▸ **The input**
#####
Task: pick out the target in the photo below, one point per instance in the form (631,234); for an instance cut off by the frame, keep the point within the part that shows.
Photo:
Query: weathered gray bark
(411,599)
#####
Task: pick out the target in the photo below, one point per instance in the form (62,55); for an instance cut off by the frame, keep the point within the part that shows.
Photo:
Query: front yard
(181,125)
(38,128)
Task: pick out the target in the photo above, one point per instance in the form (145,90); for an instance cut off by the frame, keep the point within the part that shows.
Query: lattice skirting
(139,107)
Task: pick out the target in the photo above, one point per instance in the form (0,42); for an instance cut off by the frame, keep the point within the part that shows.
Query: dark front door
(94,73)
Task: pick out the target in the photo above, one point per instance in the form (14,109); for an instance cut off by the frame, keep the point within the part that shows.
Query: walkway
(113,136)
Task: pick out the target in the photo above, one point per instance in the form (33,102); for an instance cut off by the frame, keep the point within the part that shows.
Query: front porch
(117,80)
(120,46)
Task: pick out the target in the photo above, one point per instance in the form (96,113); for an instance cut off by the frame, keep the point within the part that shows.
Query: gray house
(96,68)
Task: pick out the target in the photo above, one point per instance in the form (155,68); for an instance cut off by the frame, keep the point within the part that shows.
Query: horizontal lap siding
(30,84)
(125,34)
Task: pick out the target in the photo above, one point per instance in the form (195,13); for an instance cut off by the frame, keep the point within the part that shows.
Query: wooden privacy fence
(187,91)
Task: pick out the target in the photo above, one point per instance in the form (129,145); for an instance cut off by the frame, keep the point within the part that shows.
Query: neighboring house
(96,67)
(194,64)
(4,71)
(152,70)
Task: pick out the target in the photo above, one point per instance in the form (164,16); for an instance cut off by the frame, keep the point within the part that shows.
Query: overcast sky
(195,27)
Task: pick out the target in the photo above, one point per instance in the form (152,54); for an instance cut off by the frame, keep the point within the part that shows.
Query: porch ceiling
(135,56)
#####
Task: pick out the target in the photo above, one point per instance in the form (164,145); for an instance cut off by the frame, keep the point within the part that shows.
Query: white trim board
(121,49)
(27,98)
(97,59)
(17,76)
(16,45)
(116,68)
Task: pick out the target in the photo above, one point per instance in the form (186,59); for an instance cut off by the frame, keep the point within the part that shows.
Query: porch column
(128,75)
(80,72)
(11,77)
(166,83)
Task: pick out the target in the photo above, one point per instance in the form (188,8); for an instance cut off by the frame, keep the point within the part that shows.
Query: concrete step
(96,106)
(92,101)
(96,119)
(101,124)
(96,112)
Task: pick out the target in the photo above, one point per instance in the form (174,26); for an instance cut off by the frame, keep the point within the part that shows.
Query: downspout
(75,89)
#####
▸ **Task statement**
Copy out each line of the data that includes the string "below".

▸ **Solution to this problem**
Task: pick out the target in the photo below, one point per instance in the form (631,234); for an instance cut off by the frame, keep the point within the part that shows.
Task: pick out the target in the photo below, one point per instance in the form (62,55); for an instance cut off by the frame, keep the point within the part that shows.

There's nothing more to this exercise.